TASK BRIEF |
Copy the whole listing verbatim.
□ □ □
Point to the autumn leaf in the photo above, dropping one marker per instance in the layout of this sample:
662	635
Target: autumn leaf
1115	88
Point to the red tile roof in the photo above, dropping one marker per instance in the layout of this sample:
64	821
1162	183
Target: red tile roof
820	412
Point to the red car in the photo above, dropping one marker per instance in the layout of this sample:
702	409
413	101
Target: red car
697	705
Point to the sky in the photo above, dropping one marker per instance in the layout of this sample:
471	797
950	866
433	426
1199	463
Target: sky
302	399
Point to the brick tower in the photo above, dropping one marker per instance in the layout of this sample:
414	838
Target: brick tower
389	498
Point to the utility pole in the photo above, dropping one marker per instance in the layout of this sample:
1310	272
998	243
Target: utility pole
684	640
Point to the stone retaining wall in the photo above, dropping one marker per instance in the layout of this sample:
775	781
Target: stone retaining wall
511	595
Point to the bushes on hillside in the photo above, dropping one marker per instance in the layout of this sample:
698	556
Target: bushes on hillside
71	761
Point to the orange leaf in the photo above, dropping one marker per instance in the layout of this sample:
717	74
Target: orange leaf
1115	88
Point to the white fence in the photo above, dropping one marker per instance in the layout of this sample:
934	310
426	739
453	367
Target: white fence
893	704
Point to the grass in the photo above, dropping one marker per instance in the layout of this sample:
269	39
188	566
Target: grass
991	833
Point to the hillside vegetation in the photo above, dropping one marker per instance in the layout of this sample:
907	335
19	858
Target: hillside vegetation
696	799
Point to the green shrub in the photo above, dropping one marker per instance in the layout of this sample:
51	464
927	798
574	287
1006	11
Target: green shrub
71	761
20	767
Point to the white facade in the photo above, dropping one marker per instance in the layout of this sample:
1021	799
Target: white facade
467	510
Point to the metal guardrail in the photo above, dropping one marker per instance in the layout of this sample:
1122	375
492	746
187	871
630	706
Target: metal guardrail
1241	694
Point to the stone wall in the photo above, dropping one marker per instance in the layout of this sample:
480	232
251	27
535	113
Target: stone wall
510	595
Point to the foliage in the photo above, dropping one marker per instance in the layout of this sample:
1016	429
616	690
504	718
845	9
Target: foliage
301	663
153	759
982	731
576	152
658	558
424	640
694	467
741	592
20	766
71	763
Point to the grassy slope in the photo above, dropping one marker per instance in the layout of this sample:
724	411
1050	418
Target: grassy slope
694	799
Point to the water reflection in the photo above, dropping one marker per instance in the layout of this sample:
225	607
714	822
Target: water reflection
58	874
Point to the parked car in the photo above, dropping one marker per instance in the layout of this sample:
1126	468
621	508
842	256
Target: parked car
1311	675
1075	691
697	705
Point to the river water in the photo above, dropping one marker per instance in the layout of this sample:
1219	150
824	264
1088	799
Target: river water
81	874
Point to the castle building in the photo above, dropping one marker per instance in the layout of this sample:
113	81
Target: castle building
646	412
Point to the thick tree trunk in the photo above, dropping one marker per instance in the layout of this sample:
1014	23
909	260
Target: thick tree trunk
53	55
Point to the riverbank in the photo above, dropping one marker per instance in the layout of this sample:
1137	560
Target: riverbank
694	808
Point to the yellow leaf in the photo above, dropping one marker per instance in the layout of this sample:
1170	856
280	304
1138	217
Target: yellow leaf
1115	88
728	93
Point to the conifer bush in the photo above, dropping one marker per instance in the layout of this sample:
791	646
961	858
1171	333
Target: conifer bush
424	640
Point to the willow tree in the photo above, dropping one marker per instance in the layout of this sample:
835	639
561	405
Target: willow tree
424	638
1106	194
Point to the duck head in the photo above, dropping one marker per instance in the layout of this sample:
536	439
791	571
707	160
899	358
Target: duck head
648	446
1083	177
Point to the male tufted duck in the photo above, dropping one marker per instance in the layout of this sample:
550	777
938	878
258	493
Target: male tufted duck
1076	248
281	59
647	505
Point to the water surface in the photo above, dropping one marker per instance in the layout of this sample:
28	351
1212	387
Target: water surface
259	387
□ □ □
RESPONSE |
Point to the autumn leaf in the photo above, dropping one marker per instance in the layout of this sample:
662	635
Target: autumn leaf
1115	88
Point to the red tile roof in the photo above, dropping one marker per instance in the layout of this sample:
64	821
1162	183
Target: red tile roof
820	412
Point to the red car in the photo above, dropping one marker per instance in the layout of this sample:
702	409
413	101
Target: red car
697	705
Point to the sky in the photo above, dropping one marker per instance in the layout of this sample:
471	797
950	866
433	426
1199	463
Target: sky
302	399
Point to the brick tower in the photo above, dropping one marker per instance in the layout of this sample:
414	838
Target: brick tower
389	498
Point to the utility pole in the photo above, dropping one marker per instance in the layout of this sample:
1310	272
998	243
Target: utility pole
684	640
Point to the stone retaining wall in the photo above, dropping one marker per instance in the layout of this sample:
775	781
Target: stone retaining wall
511	595
Point to the bushes on hillside in the photo above, dropping one marker per instance in the layout of this sample:
698	556
Target: bushes on hillside
71	761
Point to the orange leaf in the photo above, dropping one marker per instance in the layout of this sample:
717	74
Target: orange leaf
1115	88
Point to the white fence in the photo above, dropping one marker per instance in the layout of this sample:
934	310
426	739
453	367
Target: white fence
893	704
Point to the grass in the photo above, dropping one marker per instance in the layout of this sample:
269	39
188	566
Target: grass
991	833
Point to the hillside vegetation in the photo above, dropping one marker per instance in the layout of this sample:
907	335
19	858
Target: hillside vegetation
696	799
Point to the green shrub in the photo above, dropping one marker per instance in the layout of this sample:
51	464
927	798
574	287
1006	11
Target: green shrub
71	761
20	767
Point to the white facade in the photo above, dropping one marker per instance in the layout of this sample:
1021	799
Target: white facade
467	510
Point to the metal guardrail in the photo above, dropping one marker per instance in the layout of this sample:
1122	375
492	746
187	871
630	706
Target: metal guardrail
1241	694
Point to the stone wall in the photo above, dropping one marker per instance in the layout of this sample:
480	232
251	27
535	113
Target: stone wall
510	595
Point to the foliage in the photo above, dropping one marker per instance in the layout of this sample:
1016	429
616	690
504	718
845	9
Target: foliage
301	663
153	759
982	731
576	152
658	558
424	640
694	467
741	592
20	766
71	763
Point to the grassy slope in the photo above, dropping one marker per instance in the layout of this sample:
724	411
1050	418
Target: grassy slope
694	799
Point to the water reflection in the photo above, dropping one marker per instance in the layout of this sample:
225	607
714	822
Target: water reflection
58	874
Point to the parked car in the photo above, dropping one marker per instance in the layout of this sample:
1126	468
621	508
842	256
Target: parked car
1311	675
1075	691
697	705
Point to the river water in the photo above, dropping one marker per instance in the layout of this sample:
1219	150
824	264
1088	799
Target: river water
81	874
Point to the castle building in the photo above, dropping one marker per instance in the layout of this sample:
113	81
Target: castle building
646	412
Point to the thick tree trunk in the photo above, dropping one marker per instance in the layout of this sample:
1014	23
909	260
Target: thick tree trunk
53	55
Point to the riverbank in the photo above, dropping one marker per instance in the layout of this sample:
1137	560
Target: riverbank
694	808
Point to the yellow leaf in the photo above, dropping one marker per instance in the layout of this sample:
1170	856
280	304
1138	217
Target: yellow leaf
1115	88
728	93
Point to the conifer bush in the photo above, dropping one marker per instance in the layout of this sample:
791	646
961	858
1171	333
Target: conifer bush
424	640
Point to the willow tree in the photo above, dropping one marker per instance in the layout of this sample:
835	639
561	405
Target: willow tree
424	638
1106	194
Point to the duck head in the photo above, dropping one marker per instance in the layout of this sample:
536	439
791	571
707	160
899	358
Target: duck head
648	446
1083	177
Point to the male tufted duck in the photo above, dropping one marker per instance in the layout of this sample:
550	777
938	878
258	493
Target: male tufted duck
1076	248
281	59
647	505
Point to the water surface in the photo above, dropping one marker per instance in the layout of this sample:
28	351
1212	387
Target: water surface
259	387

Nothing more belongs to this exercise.